Data records:
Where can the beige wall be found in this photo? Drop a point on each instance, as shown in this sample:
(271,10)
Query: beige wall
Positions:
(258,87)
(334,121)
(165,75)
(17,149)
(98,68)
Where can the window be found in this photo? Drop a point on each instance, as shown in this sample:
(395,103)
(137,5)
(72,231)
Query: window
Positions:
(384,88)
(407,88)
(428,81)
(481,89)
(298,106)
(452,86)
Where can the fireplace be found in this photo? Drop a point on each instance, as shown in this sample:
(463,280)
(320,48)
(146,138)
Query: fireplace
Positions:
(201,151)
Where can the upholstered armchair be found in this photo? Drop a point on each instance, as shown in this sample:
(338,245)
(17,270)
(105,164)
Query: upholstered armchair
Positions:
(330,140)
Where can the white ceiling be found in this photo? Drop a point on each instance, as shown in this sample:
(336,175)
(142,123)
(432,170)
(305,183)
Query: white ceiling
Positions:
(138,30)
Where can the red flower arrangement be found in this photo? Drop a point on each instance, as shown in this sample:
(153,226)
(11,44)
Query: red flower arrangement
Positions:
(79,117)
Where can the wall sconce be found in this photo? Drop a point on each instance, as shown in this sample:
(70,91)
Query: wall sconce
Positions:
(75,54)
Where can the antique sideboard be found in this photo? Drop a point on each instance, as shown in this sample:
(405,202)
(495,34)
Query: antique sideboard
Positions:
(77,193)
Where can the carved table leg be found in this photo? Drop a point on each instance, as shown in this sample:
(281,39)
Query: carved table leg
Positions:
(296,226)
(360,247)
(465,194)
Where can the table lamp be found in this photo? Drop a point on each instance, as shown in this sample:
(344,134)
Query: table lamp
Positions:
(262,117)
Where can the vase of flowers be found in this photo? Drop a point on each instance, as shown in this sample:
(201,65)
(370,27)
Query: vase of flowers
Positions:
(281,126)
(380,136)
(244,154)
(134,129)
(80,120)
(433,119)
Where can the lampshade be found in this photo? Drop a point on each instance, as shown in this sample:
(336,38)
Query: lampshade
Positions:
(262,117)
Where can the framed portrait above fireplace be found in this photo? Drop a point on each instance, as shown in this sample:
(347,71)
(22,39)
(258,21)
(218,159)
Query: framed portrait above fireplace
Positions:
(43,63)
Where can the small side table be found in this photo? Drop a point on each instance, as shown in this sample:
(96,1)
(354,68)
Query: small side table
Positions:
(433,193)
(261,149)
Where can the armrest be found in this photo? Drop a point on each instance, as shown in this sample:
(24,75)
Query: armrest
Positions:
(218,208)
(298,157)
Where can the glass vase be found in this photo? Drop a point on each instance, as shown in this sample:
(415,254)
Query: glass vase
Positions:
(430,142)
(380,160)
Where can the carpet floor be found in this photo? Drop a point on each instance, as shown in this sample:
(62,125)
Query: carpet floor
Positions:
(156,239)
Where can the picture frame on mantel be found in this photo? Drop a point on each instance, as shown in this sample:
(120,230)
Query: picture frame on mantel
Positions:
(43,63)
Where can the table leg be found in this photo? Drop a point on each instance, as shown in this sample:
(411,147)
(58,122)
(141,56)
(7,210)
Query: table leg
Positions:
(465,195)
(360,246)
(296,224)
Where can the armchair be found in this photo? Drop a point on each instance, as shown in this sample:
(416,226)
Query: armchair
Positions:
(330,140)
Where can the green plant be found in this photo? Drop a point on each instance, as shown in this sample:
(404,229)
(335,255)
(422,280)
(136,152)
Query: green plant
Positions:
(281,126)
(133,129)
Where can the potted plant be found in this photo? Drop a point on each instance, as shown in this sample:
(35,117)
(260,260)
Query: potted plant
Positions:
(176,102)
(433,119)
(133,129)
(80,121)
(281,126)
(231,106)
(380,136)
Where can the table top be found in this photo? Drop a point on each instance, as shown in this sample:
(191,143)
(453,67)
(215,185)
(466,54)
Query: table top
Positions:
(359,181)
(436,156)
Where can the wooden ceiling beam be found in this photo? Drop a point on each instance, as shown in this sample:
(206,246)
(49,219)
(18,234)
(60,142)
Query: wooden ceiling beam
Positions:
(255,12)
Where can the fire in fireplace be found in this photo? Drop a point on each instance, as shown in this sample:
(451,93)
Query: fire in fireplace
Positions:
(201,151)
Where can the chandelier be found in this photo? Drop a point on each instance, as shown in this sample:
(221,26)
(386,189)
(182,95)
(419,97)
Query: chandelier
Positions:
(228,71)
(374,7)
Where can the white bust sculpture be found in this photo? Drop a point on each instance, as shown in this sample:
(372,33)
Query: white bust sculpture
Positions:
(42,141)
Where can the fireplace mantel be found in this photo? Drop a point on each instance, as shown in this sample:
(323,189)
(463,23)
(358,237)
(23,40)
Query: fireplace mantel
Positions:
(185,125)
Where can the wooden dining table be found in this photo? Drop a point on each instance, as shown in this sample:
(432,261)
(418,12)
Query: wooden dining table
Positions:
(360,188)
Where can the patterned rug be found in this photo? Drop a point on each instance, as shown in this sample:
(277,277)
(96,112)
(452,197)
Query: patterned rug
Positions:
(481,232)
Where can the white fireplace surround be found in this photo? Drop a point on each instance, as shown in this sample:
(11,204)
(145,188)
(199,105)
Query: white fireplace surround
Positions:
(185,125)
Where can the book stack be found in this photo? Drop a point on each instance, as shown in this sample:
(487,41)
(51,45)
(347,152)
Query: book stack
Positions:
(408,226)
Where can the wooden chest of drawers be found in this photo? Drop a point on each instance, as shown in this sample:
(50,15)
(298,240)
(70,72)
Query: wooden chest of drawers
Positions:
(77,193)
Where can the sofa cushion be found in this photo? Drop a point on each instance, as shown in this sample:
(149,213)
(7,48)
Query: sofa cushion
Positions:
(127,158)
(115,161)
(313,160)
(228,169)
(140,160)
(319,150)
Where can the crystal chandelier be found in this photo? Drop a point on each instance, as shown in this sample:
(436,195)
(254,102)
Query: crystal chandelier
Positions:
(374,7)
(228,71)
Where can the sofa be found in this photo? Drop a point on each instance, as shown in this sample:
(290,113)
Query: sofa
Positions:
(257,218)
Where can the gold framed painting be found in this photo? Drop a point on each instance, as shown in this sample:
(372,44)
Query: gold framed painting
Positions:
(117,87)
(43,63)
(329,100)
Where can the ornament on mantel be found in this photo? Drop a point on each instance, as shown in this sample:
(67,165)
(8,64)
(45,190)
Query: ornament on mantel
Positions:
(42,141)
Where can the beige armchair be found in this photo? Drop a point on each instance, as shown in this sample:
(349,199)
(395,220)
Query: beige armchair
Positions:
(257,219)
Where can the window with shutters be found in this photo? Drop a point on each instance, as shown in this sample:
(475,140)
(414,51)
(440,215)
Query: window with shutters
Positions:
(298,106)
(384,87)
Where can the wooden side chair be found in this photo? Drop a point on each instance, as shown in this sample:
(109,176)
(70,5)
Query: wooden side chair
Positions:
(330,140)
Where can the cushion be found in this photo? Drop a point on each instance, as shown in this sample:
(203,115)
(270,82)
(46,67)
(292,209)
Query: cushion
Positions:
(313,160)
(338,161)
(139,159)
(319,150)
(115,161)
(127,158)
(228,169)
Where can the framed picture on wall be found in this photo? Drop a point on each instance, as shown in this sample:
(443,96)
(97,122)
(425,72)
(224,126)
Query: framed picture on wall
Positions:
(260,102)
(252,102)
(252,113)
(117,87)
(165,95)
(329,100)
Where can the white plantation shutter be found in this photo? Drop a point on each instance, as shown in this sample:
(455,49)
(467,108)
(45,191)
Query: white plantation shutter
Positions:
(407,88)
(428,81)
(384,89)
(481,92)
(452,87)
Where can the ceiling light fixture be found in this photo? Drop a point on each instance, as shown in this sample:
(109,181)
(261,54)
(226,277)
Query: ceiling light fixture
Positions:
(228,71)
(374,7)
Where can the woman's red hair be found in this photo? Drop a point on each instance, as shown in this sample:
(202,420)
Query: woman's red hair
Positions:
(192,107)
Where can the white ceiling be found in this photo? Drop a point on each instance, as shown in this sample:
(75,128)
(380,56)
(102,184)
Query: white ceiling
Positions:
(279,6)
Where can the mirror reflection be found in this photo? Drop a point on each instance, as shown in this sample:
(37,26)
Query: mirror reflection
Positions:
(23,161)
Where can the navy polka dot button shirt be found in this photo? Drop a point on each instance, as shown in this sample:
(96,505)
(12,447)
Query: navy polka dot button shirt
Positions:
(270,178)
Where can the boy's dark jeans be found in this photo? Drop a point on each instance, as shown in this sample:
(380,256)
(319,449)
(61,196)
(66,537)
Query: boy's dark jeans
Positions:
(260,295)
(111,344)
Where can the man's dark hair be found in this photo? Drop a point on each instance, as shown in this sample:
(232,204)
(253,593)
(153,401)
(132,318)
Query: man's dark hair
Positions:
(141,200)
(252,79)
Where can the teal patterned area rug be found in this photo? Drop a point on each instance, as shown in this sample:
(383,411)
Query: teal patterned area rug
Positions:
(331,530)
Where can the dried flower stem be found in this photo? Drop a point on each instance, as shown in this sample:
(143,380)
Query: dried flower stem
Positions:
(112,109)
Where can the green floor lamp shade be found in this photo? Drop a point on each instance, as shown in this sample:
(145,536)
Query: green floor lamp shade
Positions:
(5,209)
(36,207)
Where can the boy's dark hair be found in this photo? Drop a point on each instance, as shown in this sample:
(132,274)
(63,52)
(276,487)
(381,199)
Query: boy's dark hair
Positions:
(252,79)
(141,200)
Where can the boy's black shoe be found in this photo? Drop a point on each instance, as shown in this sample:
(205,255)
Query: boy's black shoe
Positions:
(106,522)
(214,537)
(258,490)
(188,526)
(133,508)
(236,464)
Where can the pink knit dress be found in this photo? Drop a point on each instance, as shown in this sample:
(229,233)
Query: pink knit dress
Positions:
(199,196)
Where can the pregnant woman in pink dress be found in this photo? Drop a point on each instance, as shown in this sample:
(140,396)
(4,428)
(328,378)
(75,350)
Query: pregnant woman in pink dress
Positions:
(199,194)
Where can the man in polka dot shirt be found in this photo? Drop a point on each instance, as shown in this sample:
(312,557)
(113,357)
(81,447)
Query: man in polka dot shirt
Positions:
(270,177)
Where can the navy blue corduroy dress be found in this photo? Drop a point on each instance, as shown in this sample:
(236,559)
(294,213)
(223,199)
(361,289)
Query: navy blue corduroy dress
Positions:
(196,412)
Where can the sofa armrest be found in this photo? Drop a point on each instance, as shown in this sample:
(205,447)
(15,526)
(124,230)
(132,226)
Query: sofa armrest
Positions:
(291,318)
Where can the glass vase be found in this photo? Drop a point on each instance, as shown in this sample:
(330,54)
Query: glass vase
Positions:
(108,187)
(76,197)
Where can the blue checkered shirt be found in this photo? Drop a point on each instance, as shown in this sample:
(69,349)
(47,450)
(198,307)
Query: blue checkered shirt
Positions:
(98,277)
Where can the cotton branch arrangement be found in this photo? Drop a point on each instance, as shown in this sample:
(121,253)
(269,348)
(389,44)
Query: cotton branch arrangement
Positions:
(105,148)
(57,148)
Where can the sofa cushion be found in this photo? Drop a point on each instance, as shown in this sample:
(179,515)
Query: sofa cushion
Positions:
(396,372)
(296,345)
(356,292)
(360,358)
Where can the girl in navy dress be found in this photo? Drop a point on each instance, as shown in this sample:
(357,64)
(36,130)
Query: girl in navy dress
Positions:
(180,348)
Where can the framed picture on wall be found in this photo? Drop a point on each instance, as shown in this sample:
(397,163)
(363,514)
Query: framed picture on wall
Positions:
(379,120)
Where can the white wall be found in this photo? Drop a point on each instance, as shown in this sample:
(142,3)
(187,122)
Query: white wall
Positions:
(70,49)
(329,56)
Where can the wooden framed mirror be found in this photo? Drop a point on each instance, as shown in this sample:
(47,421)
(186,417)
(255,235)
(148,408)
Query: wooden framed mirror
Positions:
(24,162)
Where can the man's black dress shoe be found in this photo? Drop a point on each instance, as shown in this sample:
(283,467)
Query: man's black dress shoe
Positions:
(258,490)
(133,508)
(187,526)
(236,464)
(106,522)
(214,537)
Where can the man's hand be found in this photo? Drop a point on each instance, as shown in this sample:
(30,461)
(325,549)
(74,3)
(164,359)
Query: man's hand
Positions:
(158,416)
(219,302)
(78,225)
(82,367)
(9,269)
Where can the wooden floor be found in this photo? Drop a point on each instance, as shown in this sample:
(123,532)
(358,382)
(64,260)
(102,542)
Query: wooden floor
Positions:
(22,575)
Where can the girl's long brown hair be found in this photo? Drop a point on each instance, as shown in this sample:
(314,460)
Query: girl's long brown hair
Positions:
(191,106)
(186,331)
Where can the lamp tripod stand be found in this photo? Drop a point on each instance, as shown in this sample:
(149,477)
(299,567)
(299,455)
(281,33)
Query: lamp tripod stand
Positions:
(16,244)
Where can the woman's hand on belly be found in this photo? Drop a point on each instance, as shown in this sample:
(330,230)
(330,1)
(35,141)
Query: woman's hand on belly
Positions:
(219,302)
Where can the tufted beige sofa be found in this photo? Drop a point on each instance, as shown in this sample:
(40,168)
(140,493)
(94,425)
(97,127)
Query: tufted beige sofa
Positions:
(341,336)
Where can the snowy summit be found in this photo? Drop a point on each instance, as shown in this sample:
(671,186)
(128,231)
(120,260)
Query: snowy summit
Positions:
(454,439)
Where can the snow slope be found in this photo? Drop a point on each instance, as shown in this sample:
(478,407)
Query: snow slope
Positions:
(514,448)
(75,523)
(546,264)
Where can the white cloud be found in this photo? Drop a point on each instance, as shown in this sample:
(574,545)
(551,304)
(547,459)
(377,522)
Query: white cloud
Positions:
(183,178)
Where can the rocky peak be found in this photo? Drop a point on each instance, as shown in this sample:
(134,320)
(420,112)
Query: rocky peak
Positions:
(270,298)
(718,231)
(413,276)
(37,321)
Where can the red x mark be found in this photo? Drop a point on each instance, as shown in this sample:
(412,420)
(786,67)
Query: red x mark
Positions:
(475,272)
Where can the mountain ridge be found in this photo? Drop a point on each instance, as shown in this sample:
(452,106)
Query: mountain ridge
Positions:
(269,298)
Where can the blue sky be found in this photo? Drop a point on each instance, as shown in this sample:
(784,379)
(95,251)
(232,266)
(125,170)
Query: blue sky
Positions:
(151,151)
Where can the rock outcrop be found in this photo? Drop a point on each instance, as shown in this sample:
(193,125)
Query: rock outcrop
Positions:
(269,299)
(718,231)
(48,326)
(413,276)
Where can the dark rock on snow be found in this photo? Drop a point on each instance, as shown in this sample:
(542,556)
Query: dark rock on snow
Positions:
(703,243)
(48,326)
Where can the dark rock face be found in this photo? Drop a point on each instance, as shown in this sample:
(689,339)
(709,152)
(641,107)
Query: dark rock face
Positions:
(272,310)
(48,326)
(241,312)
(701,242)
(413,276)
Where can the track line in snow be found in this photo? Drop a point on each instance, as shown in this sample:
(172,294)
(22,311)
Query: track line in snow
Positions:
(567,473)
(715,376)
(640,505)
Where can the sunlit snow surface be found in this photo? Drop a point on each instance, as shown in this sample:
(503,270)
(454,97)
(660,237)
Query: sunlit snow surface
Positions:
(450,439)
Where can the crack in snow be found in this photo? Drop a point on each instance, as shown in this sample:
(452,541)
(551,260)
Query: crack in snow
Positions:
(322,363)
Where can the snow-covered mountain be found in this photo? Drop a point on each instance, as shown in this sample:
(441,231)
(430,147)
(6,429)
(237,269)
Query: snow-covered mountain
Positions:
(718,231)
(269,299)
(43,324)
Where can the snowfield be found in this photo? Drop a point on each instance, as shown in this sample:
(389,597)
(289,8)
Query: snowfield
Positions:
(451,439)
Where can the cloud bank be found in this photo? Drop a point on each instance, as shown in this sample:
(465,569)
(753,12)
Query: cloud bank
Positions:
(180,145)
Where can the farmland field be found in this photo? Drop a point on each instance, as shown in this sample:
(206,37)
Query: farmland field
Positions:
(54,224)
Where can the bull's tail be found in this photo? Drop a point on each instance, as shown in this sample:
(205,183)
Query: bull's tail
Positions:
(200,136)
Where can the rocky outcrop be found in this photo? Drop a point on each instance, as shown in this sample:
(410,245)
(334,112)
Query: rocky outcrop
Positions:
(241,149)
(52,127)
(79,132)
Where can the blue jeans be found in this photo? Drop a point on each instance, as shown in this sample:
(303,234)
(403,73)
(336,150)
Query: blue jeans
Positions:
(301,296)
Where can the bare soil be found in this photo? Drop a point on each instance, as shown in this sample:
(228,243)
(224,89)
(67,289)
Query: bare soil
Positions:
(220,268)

Problem to solve: Beginning with the line that contains "Where can the farmland", repeat every line through the end of the records and nothing more.

Response to this task:
Where can the farmland field be found in this photo? Drop a point on each instance, as shown in this sample:
(206,37)
Query: farmland field
Positions:
(54,224)
Where can the bull's tail be found in this photo? Drop a point on each instance, as shown in this sample:
(205,183)
Query: bull's tail
Positions:
(200,136)
Where can the rocky outcrop be found in this photo? Drop a point on each instance, as shown in this sample:
(410,245)
(334,112)
Query: rocky outcrop
Positions:
(241,149)
(52,127)
(79,132)
Where can the blue jeans be found in this photo? Drop a point on each instance, as shown in this sample:
(303,234)
(403,73)
(336,150)
Query: blue jeans
Positions:
(301,296)
Where can the bare soil be found in this photo? Drop a point on each instance, as shown in this sample:
(228,243)
(224,89)
(67,289)
Query: bare soil
Positions:
(220,268)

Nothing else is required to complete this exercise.